PROBLEM DESCRIPTION >> Reproduce every line of the material below verbatim, without changing a single character.

SUPPLIED MATERIAL >>
%%

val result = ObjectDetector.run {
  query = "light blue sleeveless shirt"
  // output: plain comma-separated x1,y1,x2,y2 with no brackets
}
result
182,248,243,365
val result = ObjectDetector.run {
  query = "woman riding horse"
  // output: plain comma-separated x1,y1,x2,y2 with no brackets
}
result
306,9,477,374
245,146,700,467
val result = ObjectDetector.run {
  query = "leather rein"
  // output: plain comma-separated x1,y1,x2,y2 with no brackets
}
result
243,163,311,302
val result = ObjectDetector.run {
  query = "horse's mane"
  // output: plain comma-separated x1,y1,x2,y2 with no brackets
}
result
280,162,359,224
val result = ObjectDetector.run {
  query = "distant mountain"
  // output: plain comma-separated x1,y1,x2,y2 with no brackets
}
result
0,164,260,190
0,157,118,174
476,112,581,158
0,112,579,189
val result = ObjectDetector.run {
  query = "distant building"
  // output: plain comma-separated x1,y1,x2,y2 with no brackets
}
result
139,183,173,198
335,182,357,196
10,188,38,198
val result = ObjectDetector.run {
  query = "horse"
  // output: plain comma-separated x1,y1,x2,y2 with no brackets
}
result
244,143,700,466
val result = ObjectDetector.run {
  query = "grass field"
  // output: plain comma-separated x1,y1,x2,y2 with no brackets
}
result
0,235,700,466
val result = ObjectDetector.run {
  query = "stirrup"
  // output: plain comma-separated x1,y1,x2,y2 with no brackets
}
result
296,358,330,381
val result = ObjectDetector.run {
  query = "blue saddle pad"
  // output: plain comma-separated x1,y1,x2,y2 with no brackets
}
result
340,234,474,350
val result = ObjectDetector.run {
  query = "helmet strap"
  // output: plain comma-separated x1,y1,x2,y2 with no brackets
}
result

%%

TASK OUTPUT >>
val result = ObjectDetector.run {
  query = "light blue sleeveless shirt"
  // output: plain comma-separated x1,y1,x2,y2 with no brackets
}
result
182,248,243,365
val result = ObjectDetector.run {
  query = "woman riding horse"
  // output: plain comma-separated x1,y1,x2,y2 with no brackets
}
result
306,9,477,374
245,146,700,467
val result = ObjectDetector.run {
  query = "leather rein"
  // output: plain comma-separated x1,y1,x2,y2 with no brackets
}
result
243,163,311,302
val result = ObjectDetector.run {
  query = "horse's mane"
  // output: plain comma-separated x1,y1,x2,y2 with no brackets
}
result
280,162,359,224
val result = ObjectDetector.run {
  query = "distant mountain"
  // output: plain comma-separated x1,y1,x2,y2 with no brackets
}
result
0,164,260,190
0,157,118,174
476,112,581,158
0,112,579,189
val result = ObjectDetector.run {
  query = "distant building"
  // output: plain comma-separated x1,y1,x2,y2 with no brackets
}
result
139,183,173,198
335,182,357,196
10,188,38,198
val result = ObjectDetector.run {
  query = "horse"
  // output: plain comma-separated x1,y1,x2,y2 with no brackets
}
result
244,143,700,466
val result = ObjectDetector.run {
  query = "grass field"
  // output: plain comma-separated x1,y1,x2,y2 with no brackets
}
result
0,235,700,466
val result = ObjectDetector.run {
  query = "stirrup"
  // output: plain comma-separated x1,y1,x2,y2 with no brackets
}
result
296,358,330,381
val result = ObjectDetector.run {
  query = "blue saddle pad"
  // output: plain comma-separated x1,y1,x2,y2 with no brackets
}
result
340,234,474,350
val result = ObjectDetector.run {
  query = "helmet strap"
  // output: plain comma-separated x1,y1,x2,y2 with no brackets
}
result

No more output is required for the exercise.